- _To do_
Write the data out again, exactly as given.

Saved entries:
┌────────
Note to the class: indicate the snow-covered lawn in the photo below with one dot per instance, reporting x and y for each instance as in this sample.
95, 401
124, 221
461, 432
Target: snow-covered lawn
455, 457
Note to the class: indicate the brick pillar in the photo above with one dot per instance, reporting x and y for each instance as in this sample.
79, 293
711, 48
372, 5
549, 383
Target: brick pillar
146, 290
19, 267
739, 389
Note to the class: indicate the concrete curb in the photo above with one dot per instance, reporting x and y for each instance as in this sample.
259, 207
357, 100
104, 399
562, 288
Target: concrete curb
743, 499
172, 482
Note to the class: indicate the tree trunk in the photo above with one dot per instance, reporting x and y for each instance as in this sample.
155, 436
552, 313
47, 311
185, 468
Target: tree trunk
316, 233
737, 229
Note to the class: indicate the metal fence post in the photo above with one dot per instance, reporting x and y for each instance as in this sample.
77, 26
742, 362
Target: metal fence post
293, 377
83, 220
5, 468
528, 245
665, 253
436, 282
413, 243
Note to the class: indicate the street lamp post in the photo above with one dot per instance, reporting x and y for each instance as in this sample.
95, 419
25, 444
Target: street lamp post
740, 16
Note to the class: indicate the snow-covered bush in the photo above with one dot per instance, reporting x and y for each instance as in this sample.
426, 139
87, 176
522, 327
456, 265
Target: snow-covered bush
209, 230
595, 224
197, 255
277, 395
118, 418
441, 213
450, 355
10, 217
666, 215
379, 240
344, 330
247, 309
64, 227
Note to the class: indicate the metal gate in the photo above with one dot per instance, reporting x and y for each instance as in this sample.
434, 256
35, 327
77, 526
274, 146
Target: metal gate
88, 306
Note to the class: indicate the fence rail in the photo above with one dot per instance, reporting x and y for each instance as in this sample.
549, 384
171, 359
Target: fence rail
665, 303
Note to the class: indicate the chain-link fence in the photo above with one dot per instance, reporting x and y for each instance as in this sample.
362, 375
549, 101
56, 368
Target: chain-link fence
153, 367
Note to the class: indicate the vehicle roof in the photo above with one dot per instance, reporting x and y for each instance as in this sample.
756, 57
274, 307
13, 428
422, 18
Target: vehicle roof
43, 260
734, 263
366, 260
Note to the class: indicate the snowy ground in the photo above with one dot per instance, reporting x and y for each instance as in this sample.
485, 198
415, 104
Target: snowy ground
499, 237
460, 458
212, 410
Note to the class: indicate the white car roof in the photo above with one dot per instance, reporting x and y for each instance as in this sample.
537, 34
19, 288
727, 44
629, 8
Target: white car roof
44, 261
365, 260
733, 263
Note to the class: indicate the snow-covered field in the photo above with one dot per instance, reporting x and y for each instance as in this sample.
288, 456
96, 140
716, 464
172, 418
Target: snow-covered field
└────────
- _Solution for this task_
Note to the class: indicate the snow-covered lawn in the photo below with one dot per instance, reporting x and y for each instance as in this sample.
95, 401
124, 221
461, 432
Target: snow-covered lawn
455, 457
Note to the class: indicate the brick pillar in the photo above with one dot per instance, reporting x and y for each instance as in this sample.
79, 293
711, 48
372, 5
549, 383
Target: brick pillar
146, 290
19, 267
739, 389
Note to the class: indicate the concrete curb in the photo above with one dot per instance, reporting x and y for each instance as in this sample.
259, 207
357, 100
104, 399
562, 288
Target: concrete curb
743, 499
172, 482
Note to the class: indicate the tree trunk in the photo above with one dot per instance, reporting x and y for each instance as in this sample.
155, 436
552, 313
47, 311
185, 468
Target: tree trunk
316, 233
737, 229
Note to the class: indicate the metal fence post in the photo above with one dot per instance, reporting x and y for each instance as in this sample.
77, 26
742, 362
Target: metal fence post
293, 377
83, 220
5, 468
528, 245
665, 253
436, 282
413, 243
Note to the class: indicate the street lamp post in the photo above with one dot per instance, reporting x and y for each instance as in this sample.
95, 419
25, 444
Target: street lamp post
740, 16
Note to the class: indicate the snow-covered bush in the photo above with one dot per instance, reporting x and y for each instance as in this sample.
426, 139
87, 176
522, 327
456, 265
Target: snow-covered bush
209, 230
595, 224
197, 255
277, 395
118, 418
441, 213
450, 355
10, 217
666, 215
379, 240
344, 330
247, 309
64, 227
Note to the class: indicate the metal gate in the photo above with one dot per instance, reporting x and y for each instance as in this sample.
434, 256
35, 327
77, 526
274, 146
Target: metal gate
88, 306
Note to the class: indicate the fence rail in the photo above with one dot per instance, reporting x and y for each instance as in this sample.
549, 384
171, 359
Target: fence rail
665, 303
Note to the class: indicate the chain-link fence in the photo above with one dot per instance, reporting x and y for each instance as in this sample.
362, 375
549, 101
56, 368
Target: chain-link fence
153, 367
Note to the class: indicate the vehicle roof in the photo above with one dot per instance, reporting x and y for each instance as in this sample.
756, 57
274, 307
13, 428
422, 18
Target: vehicle roof
43, 260
734, 263
366, 260
Note to the class: indicate the snowy ground in the photo above with one dot per instance, reporting x and y for each instance as in this sample.
485, 198
415, 104
Target: snowy ground
499, 237
460, 458
212, 410
Note to the class: indicate the white car roof in the photo above with one dot per instance, reporting x and y for each instance as in this sample.
537, 34
19, 288
727, 44
629, 8
Target: white car roof
44, 261
365, 260
733, 263
Note to the class: indicate the snow-covered field in the photo above with one dot per instance, reporting x and y for each instance as in this sample.
288, 456
96, 140
716, 464
172, 418
Target: snow-covered field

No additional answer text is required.